- [Tasks for this exercise]:
**a)** According to the council financial report below, what was the unrestricted current ratio for 2017/18?
**b)** Pick up the council financial report below after its final sentence and keep writing it.

Council continues to maintain a wide variety of internal reserves as detailed in Note 6c of the Annual Financial Statements. These reserves have been established by Council resolution, and include provisions for future major projects and operations. Internal restrictions increased by $1.11M and is mainly attributable to an increase in the Fit for the Future reserve which has increased by $2 3M.

Unrestricted current ratio    

The unrestricted current ratio for 2017/18 is 2.99:1. This ratio decreased marginally from the 2016/17 ratio of 3.08:1, still reflecting Council’s strong level of liquidity.

Receivables    

Receivables for 2017/18 totalled $14.72M, a decrease of 27.60% on the previous year. This is mainly due to a decrease in outstanding debt due to Council for Government grants.

Rates and annual charges outstanding is 4.82% as at 30 June 2018, a decrease of 0.28% on the previous year and significantly lower than the Office of Local Government benchmark for regional Councils of 10%.  This outstanding percentage of 4.82% reflects the effectiveness of the debt recovery team and the strategies implemented to ensure successful debt recovery for Council. At the start of the 2017/18 financial year, Council set itself a target of less than 5% outstanding at the end of June 2018, and this has been achieved.

Infrastructure, property, plant and equipment

Infrastructure, property, plant and equipment (IPPandE) increased for the year by 5.48% to $1.423B. Note 9 of the 2017/18 Financial Statements shows the detail of the asset classes that contribute to the total amount of IPPandE. During the 2017/18 financial year, Council recognised total asset additions of $47.84M, including new assets of $27.96M and renewals of $19.89M.

Liabilities

Total liabilities 1.31% to $82.8M

  • Payables ▼ 11.67% to $12.70M
  • Borrowings ▲ 4.76% to $54.01M
  • Provisions ▲ 7.48% to $14.21M

Payables

Council’s payables at 30 June 2018 totalled $12.70M, a decrease of $1.68M on the previous year. This is mainly due to Council having less outstanding invoices for capital projects than in the previous year.

Borrowings

Total borrowings for Council now stand at $54.01M, an increase of $2.46M from 2016/17. Council has a significant borrowing program projected for future years, which aims to address required upgrades to infrastructure, provide additional community facilities to be used by current and future generations as well as new infrastructure including the Riverina Intermodal Freight and Logistics Hub (RIFL) and Multi-Purpose Stadium, which aims to facilitate the future growth of the city.

Provisions

Council’s total provisions at 30 June 2018 total $14.21M. Council’s provision for Employee Leave Entitlements(i.e. annual leave and long service leave) increased by $383K (3.30%) for 2017/18. Council’s provision for asset remediation increased for 2017/18 by $602K (41.57%) due to a review of future remediation requirements for these assets.

Business Activity Reports

Business activity reporting illustrates the results for Council’s various business activities in accordance with the National Competition Policy for Local Government.

It is designed to reflect the full cost to Council of running these activities, as if Council were competing in a normal commercial environment, where the applicable taxes and competitive pricing principles come into effect.

Council operates three distinct business activities being the Sewerage network, the Livestock Marketing Centre and the Wagga Wagga Airport.

Sewerage network

Council’s sewerage network services more than 27,247 connections. The network consists of 675km of gravity and pressure mains and 42 pump stations. Last year 5,449 ML of sewerage was transported through Wagga’s sewerage system.

- [Provided records]:
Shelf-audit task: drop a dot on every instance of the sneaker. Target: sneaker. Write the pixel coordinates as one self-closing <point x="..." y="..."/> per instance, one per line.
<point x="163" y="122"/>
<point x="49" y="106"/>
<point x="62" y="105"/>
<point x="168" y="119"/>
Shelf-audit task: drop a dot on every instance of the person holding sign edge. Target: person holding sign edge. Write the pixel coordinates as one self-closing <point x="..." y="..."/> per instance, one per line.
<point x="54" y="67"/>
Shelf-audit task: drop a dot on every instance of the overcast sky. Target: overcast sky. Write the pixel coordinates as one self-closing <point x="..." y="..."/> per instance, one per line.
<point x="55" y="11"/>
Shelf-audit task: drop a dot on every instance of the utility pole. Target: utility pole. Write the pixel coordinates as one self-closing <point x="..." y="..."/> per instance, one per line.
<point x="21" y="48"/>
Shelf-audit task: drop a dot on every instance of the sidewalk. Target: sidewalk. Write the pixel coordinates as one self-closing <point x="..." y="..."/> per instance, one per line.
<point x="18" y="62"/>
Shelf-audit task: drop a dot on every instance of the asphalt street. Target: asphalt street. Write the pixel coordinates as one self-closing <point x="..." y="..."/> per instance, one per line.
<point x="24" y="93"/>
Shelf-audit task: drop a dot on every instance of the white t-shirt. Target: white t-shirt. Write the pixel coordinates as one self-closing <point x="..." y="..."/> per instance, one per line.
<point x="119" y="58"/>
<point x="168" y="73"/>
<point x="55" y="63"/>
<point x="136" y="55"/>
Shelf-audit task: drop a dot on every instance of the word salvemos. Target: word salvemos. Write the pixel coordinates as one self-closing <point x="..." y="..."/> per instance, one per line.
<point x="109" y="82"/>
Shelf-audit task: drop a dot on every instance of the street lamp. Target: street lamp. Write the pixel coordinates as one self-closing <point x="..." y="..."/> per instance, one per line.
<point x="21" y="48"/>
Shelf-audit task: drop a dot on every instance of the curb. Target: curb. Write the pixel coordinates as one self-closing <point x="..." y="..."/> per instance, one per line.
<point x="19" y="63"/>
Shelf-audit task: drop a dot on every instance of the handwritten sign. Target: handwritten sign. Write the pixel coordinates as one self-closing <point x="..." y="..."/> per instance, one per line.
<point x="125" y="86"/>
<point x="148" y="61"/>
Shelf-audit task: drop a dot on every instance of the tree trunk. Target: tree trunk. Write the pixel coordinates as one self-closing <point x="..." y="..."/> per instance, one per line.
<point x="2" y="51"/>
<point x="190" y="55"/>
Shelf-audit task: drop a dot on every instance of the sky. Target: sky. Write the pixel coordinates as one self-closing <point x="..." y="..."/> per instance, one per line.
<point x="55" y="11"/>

- [Responses for each task]:
**a)** 2.99:1

**b)**
Income ▲ 4.3% to $18.278M

Income for sewer for 2017/18 has increased on the 2016/17 financial year. The main contributing factor was the increased revenue from Sewer Rates and Annual charges.

Expenses ▲ 7.4% to $20.049M

Sewer expenditure for 2017/18 increased $1.384M from the 2016/17 financial year. The main factors can be attributed to additional sewer treatment expenses of $479K along with a book loss of $633K on the replacement of sewer infrastructure assets.

Net operating result (after taxation equivalent) - $3.303M surplus

The sewer business achieved a surplus result for the 2017/18 financial year. This is mainly due to increased revenue from rates and annual charges and an increase in capital grants and contributions received.

Assets ▲ 2.6% to $306.15M

Total assets for the year increased by $7.895M as a result of asset additions and renewals completed during the year.

Liabilities ▼ 2.8% to $33.095M

Liabilities for sewer primarily relate to the principle outstanding for loans for the Sewer 2010 project. This reduction in liabilities is a result of principal loan repayments made during the financial year.

Reserve balance▲ 9.1% to $25.75M

The increase in the reserve balance is reflective of the overall surplus operating result.  A surplus reserve balance is required to ensure sufficient funds are available in the future for the renewal of sewer assets.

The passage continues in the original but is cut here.